* Task to complete
Arrange every line of the records below into a Markdown table with two columns, Row and Text: Row holds the row number and Text holds the line. Leave out blank lines.

* Dataset entries
★ ★ ★ ★ ★ ★ ★
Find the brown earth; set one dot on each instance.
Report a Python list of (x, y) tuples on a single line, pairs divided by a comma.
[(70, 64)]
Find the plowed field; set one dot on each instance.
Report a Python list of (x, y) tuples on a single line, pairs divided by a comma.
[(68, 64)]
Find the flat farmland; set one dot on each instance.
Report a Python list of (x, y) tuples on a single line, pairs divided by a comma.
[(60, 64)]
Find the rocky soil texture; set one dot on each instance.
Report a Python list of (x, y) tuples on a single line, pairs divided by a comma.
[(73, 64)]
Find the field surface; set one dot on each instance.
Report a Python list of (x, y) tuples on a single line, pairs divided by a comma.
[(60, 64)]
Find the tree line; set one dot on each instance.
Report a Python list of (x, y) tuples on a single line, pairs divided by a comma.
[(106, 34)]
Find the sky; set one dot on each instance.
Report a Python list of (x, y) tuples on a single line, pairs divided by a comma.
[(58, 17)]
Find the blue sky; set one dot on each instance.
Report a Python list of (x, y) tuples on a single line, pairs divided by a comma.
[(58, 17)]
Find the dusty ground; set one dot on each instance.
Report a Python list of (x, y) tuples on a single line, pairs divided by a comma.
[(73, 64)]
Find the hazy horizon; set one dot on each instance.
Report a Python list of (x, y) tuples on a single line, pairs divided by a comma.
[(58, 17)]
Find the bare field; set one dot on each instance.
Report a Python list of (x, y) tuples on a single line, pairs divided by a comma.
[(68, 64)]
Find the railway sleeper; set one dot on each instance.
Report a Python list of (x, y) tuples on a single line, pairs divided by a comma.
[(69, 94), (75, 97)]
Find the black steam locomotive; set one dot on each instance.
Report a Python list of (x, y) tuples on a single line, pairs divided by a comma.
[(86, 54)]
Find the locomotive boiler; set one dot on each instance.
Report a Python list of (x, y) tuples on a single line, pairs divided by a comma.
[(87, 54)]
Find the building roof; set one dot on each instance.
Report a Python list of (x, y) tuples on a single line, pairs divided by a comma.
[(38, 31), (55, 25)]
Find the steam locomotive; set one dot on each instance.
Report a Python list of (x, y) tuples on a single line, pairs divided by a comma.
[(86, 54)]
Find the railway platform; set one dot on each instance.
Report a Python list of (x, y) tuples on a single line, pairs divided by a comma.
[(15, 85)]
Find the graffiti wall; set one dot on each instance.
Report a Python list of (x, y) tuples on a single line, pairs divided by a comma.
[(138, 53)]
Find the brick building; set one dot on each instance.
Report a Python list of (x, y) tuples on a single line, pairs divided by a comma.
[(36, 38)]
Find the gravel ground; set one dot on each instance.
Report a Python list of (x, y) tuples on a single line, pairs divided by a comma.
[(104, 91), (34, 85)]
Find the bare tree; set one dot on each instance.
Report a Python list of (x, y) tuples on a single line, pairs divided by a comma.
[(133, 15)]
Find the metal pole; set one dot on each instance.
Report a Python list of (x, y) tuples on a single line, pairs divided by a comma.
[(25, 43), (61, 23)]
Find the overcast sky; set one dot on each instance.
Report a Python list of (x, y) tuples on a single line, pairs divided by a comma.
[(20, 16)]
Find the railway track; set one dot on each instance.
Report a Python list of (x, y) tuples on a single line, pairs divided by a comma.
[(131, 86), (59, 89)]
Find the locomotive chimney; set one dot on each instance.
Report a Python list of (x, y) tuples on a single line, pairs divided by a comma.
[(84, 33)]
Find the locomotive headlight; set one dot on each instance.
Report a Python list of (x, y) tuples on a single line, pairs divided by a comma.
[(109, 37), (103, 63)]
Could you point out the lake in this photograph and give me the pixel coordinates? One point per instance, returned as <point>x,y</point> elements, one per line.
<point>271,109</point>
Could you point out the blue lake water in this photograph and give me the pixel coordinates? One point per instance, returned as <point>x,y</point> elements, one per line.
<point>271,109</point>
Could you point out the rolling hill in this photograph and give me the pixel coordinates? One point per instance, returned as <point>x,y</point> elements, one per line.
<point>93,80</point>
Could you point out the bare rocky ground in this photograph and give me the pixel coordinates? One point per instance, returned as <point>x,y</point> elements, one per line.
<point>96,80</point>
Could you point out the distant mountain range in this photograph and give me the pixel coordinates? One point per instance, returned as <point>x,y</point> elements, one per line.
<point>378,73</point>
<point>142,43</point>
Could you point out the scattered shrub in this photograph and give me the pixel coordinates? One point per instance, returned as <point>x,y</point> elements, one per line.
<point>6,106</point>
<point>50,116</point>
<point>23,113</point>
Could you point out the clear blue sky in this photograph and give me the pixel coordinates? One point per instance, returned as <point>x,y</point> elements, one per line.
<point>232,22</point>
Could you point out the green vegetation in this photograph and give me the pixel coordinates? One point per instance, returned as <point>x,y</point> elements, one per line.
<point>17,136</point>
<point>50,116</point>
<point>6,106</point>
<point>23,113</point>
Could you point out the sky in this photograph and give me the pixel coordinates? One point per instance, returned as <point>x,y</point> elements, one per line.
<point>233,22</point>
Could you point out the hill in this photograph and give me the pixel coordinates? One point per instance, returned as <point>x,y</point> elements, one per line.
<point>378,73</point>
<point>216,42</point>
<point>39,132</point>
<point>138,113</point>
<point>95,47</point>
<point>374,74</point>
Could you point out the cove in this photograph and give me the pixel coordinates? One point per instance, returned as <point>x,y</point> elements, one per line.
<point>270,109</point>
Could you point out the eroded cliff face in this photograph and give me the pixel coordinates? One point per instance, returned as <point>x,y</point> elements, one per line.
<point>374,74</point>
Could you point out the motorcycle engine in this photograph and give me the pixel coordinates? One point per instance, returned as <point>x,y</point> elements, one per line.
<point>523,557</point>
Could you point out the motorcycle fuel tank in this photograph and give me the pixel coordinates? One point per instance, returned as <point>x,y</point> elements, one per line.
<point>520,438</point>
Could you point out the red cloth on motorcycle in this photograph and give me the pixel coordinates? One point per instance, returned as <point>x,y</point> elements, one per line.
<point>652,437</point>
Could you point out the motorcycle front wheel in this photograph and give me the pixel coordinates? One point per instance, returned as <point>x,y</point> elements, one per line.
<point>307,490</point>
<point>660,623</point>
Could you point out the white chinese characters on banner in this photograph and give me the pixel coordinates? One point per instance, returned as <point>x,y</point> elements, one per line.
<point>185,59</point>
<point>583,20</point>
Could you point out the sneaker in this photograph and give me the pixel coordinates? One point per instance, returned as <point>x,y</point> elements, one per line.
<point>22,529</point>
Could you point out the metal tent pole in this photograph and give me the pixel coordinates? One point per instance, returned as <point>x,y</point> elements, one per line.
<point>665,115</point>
★ ★ ★ ★ ★ ★ ★
* Response for this exercise
| Row | Text |
|---|---|
| 1 | Find the brown earth; set one dot on each instance. |
| 2 | Report a Python list of (x, y) tuples on a single line, pairs divided by a comma. |
| 3 | [(70, 64)] |
| 4 | Find the plowed field; set one dot on each instance. |
| 5 | Report a Python list of (x, y) tuples on a single line, pairs divided by a comma. |
| 6 | [(68, 64)] |
| 7 | Find the flat farmland; set one dot on each instance. |
| 8 | Report a Python list of (x, y) tuples on a single line, pairs divided by a comma. |
| 9 | [(60, 64)] |
| 10 | Find the rocky soil texture; set one dot on each instance. |
| 11 | Report a Python list of (x, y) tuples on a single line, pairs divided by a comma. |
| 12 | [(73, 64)] |
| 13 | Find the field surface; set one dot on each instance. |
| 14 | Report a Python list of (x, y) tuples on a single line, pairs divided by a comma. |
| 15 | [(60, 64)] |
| 16 | Find the tree line; set one dot on each instance. |
| 17 | Report a Python list of (x, y) tuples on a single line, pairs divided by a comma. |
| 18 | [(106, 34)] |
| 19 | Find the sky; set one dot on each instance. |
| 20 | Report a Python list of (x, y) tuples on a single line, pairs divided by a comma. |
| 21 | [(58, 17)] |
| 22 | Find the blue sky; set one dot on each instance. |
| 23 | Report a Python list of (x, y) tuples on a single line, pairs divided by a comma. |
| 24 | [(58, 17)] |
| 25 | Find the dusty ground; set one dot on each instance. |
| 26 | Report a Python list of (x, y) tuples on a single line, pairs divided by a comma. |
| 27 | [(73, 64)] |
| 28 | Find the hazy horizon; set one dot on each instance. |
| 29 | Report a Python list of (x, y) tuples on a single line, pairs divided by a comma. |
| 30 | [(58, 17)] |
| 31 | Find the bare field; set one dot on each instance. |
| 32 | Report a Python list of (x, y) tuples on a single line, pairs divided by a comma. |
| 33 | [(68, 64)] |
| 34 | Find the railway sleeper; set one dot on each instance. |
| 35 | Report a Python list of (x, y) tuples on a single line, pairs divided by a comma. |
| 36 | [(69, 94), (75, 97)] |
| 37 | Find the black steam locomotive; set one dot on each instance. |
| 38 | Report a Python list of (x, y) tuples on a single line, pairs divided by a comma. |
| 39 | [(86, 54)] |
| 40 | Find the locomotive boiler; set one dot on each instance. |
| 41 | Report a Python list of (x, y) tuples on a single line, pairs divided by a comma. |
| 42 | [(87, 54)] |
| 43 | Find the building roof; set one dot on each instance. |
| 44 | Report a Python list of (x, y) tuples on a single line, pairs divided by a comma. |
| 45 | [(38, 31), (55, 25)] |
| 46 | Find the steam locomotive; set one dot on each instance. |
| 47 | Report a Python list of (x, y) tuples on a single line, pairs divided by a comma. |
| 48 | [(86, 54)] |
| 49 | Find the railway platform; set one dot on each instance. |
| 50 | Report a Python list of (x, y) tuples on a single line, pairs divided by a comma. |
| 51 | [(15, 85)] |
| 52 | Find the graffiti wall; set one dot on each instance. |
| 53 | Report a Python list of (x, y) tuples on a single line, pairs divided by a comma. |
| 54 | [(138, 53)] |
| 55 | Find the brick building; set one dot on each instance. |
| 56 | Report a Python list of (x, y) tuples on a single line, pairs divided by a comma. |
| 57 | [(36, 38)] |
| 58 | Find the gravel ground; set one dot on each instance. |
| 59 | Report a Python list of (x, y) tuples on a single line, pairs divided by a comma. |
| 60 | [(104, 91), (34, 85)] |
| 61 | Find the bare tree; set one dot on each instance. |
| 62 | Report a Python list of (x, y) tuples on a single line, pairs divided by a comma. |
| 63 | [(133, 15)] |
| 64 | Find the metal pole; set one dot on each instance. |
| 65 | Report a Python list of (x, y) tuples on a single line, pairs divided by a comma. |
| 66 | [(25, 43), (61, 23)] |
| 67 | Find the overcast sky; set one dot on each instance. |
| 68 | Report a Python list of (x, y) tuples on a single line, pairs divided by a comma. |
| 69 | [(20, 16)] |
| 70 | Find the railway track; set one dot on each instance. |
| 71 | Report a Python list of (x, y) tuples on a single line, pairs divided by a comma. |
| 72 | [(131, 86), (59, 89)] |
| 73 | Find the locomotive chimney; set one dot on each instance. |
| 74 | Report a Python list of (x, y) tuples on a single line, pairs divided by a comma. |
| 75 | [(84, 33)] |
| 76 | Find the locomotive headlight; set one dot on each instance. |
| 77 | Report a Python list of (x, y) tuples on a single line, pairs divided by a comma. |
| 78 | [(109, 37), (103, 63)] |
| 79 | Could you point out the lake in this photograph and give me the pixel coordinates? One point per instance, returned as <point>x,y</point> elements, one per line. |
| 80 | <point>271,109</point> |
| 81 | Could you point out the blue lake water in this photograph and give me the pixel coordinates? One point per instance, returned as <point>x,y</point> elements, one per line. |
| 82 | <point>271,109</point> |
| 83 | Could you point out the rolling hill in this photograph and give me the pixel coordinates? One point per instance, returned as <point>x,y</point> elements, one per line. |
| 84 | <point>93,80</point> |
| 85 | Could you point out the bare rocky ground in this photograph and give me the pixel coordinates? One point per instance, returned as <point>x,y</point> elements, one per line. |
| 86 | <point>96,80</point> |
| 87 | Could you point out the distant mountain range in this photograph and give me the pixel coordinates? One point per instance, returned as <point>x,y</point> elements, one per line. |
| 88 | <point>378,73</point> |
| 89 | <point>142,43</point> |
| 90 | Could you point out the scattered shrub in this photograph and give me the pixel coordinates? One point per instance, returned as <point>x,y</point> elements, one per line. |
| 91 | <point>6,106</point> |
| 92 | <point>50,116</point> |
| 93 | <point>23,113</point> |
| 94 | Could you point out the clear blue sky in this photograph and give me the pixel coordinates? One point per instance, returned as <point>x,y</point> elements, one per line. |
| 95 | <point>232,22</point> |
| 96 | Could you point out the green vegetation in this photograph and give me the pixel coordinates? One point per instance, returned as <point>x,y</point> elements, one per line. |
| 97 | <point>17,136</point> |
| 98 | <point>50,116</point> |
| 99 | <point>6,106</point> |
| 100 | <point>23,113</point> |
| 101 | Could you point out the sky in this photograph and give me the pixel coordinates? One point per instance, returned as <point>x,y</point> elements, one per line. |
| 102 | <point>233,22</point> |
| 103 | Could you point out the hill in this photograph and give me the pixel coordinates? One point per instance, returned as <point>x,y</point> elements, one per line. |
| 104 | <point>378,73</point> |
| 105 | <point>216,42</point> |
| 106 | <point>39,132</point> |
| 107 | <point>138,113</point> |
| 108 | <point>95,47</point> |
| 109 | <point>374,74</point> |
| 110 | Could you point out the cove in this photograph and give me the pixel coordinates? One point per instance, returned as <point>x,y</point> elements, one per line. |
| 111 | <point>270,109</point> |
| 112 | Could you point out the eroded cliff face in this photograph and give me the pixel coordinates? One point per instance, returned as <point>x,y</point> elements, one per line. |
| 113 | <point>374,74</point> |
| 114 | Could you point out the motorcycle engine in this photograph and give me the pixel coordinates? One point per instance, returned as <point>x,y</point> elements, one per line. |
| 115 | <point>523,557</point> |
| 116 | Could you point out the motorcycle fuel tank in this photograph and give me the pixel coordinates? One point per instance, returned as <point>x,y</point> elements, one per line. |
| 117 | <point>520,438</point> |
| 118 | Could you point out the red cloth on motorcycle in this photograph and give me the pixel coordinates? One point per instance, returned as <point>x,y</point> elements, one per line. |
| 119 | <point>652,437</point> |
| 120 | Could you point out the motorcycle front wheel in this photograph and give me the pixel coordinates? One point per instance, returned as <point>x,y</point> elements, one per line. |
| 121 | <point>307,490</point> |
| 122 | <point>660,623</point> |
| 123 | Could you point out the white chinese characters on banner in this photograph and give me the pixel coordinates? One point per instance, returned as <point>x,y</point> elements, one per line. |
| 124 | <point>185,59</point> |
| 125 | <point>583,20</point> |
| 126 | Could you point out the sneaker in this photograph and give me the pixel coordinates? One point per instance, returned as <point>x,y</point> elements, one per line. |
| 127 | <point>22,529</point> |
| 128 | Could you point out the metal tent pole in this photograph and give me the pixel coordinates? One point per instance, returned as <point>x,y</point> elements, one per line. |
| 129 | <point>665,115</point> |